--- BEGIN Stored records ---

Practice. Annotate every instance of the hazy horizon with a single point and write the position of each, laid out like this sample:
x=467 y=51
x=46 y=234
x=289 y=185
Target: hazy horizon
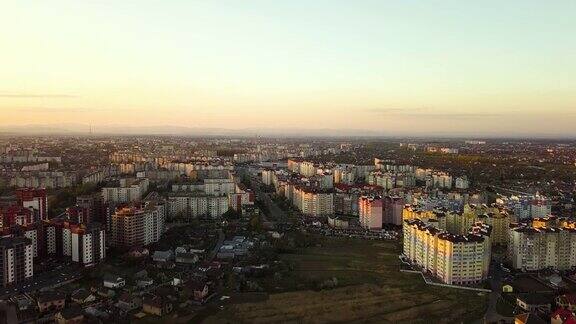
x=384 y=68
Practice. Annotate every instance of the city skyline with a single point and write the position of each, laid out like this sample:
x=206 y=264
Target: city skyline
x=377 y=68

--- END Stored records ---

**Task description**
Copy the records above line for line with no changes, leaving out the pictures.

**Result**
Practice. Annotate every instance of the hazy horizon with a single point and write the position of each, laid out like this sample:
x=467 y=51
x=46 y=234
x=289 y=185
Target: hazy horizon
x=384 y=68
Practice. Annotate every instance of the city skyline with a single point and write the position of each, laid out like this sample:
x=206 y=264
Target: city skyline
x=377 y=68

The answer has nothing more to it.